Edit the records from the line containing "instance like [927,115]." through the last one, changing "eyeglasses" to "reading glasses" and leaving everything else untouched; return only those lines.

> EXTRACTED RECORDS
********************

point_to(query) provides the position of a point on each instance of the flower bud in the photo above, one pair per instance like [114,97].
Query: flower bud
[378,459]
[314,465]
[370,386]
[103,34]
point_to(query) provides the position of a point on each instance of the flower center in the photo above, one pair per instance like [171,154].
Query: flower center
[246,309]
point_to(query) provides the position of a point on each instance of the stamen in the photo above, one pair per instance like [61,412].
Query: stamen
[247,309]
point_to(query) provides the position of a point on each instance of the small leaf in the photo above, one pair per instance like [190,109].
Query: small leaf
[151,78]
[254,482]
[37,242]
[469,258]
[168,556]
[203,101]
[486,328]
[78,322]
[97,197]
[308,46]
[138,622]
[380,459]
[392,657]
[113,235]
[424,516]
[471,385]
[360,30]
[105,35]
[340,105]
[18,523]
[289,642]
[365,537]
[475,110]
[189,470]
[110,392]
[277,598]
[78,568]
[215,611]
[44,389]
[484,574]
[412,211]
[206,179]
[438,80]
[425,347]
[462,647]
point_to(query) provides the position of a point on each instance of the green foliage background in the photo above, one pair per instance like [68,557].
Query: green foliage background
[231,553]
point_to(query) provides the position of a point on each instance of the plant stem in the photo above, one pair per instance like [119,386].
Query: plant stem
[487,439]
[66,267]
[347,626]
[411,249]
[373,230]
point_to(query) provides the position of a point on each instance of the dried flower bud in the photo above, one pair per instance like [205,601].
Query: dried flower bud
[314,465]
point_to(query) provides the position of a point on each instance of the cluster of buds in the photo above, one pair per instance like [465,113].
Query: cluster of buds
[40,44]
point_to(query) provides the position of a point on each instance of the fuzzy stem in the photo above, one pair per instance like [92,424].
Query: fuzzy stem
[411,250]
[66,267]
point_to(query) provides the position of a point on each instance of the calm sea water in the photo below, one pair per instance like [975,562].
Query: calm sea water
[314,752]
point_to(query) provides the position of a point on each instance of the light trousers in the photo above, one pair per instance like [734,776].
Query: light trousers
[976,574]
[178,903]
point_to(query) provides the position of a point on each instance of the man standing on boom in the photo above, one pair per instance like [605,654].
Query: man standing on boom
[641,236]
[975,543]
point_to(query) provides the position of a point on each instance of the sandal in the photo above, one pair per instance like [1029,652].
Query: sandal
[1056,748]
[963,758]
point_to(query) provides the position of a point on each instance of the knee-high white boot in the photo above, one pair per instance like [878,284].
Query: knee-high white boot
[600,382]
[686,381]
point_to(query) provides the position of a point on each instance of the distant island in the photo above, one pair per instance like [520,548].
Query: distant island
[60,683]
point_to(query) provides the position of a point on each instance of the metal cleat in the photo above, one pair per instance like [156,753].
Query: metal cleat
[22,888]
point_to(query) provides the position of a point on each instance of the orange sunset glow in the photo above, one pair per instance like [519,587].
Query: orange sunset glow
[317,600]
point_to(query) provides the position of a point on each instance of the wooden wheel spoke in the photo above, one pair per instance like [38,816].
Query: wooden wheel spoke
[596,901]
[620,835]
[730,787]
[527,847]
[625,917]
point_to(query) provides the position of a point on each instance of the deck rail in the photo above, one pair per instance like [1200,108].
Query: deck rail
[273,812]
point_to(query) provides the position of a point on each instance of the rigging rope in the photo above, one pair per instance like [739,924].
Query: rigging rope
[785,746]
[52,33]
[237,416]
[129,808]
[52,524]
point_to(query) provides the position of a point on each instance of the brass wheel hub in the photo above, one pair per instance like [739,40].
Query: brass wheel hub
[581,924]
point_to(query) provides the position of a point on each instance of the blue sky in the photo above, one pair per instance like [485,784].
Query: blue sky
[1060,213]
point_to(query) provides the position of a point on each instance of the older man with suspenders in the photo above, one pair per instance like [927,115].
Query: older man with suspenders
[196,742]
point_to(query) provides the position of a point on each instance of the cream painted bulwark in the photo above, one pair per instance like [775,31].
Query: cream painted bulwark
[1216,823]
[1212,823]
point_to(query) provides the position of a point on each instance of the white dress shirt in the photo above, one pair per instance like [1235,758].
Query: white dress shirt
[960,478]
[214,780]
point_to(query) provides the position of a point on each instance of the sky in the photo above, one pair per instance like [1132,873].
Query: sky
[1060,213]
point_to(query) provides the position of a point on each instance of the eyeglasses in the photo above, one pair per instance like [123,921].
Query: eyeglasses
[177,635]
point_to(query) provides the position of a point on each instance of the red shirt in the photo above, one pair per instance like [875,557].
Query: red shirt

********************

> SOLUTION
point_to(query) provides the position of a point on each instance of the older man with suspenders in the photo above, one pair per instance like [927,115].
Query: older man with suspenders
[196,742]
point_to(query) provides the position of a point on each instance of the cream painted bulwark in the photo above, one pair per instance like [775,31].
Query: cream painted bulwark
[1216,823]
[1212,823]
point_to(query) provides the position of a point on each instance of the white dress shirt in the photo above, one pair per instance like [1235,758].
Query: white dress shirt
[960,478]
[214,780]
point_to(query) provides the position of a point on each instance of the sky in the photo above, one pair per instance like [1132,873].
Query: sky
[1060,213]
point_to(query) provides the position of a point on each instance of the reading glasses in the photo above, one pair per instance like [123,921].
Query: reading glasses
[177,635]
point_to(query) provides the position of a point on each instance of the red shirt in the photo above, one pair per instance like [875,557].
Query: red shirt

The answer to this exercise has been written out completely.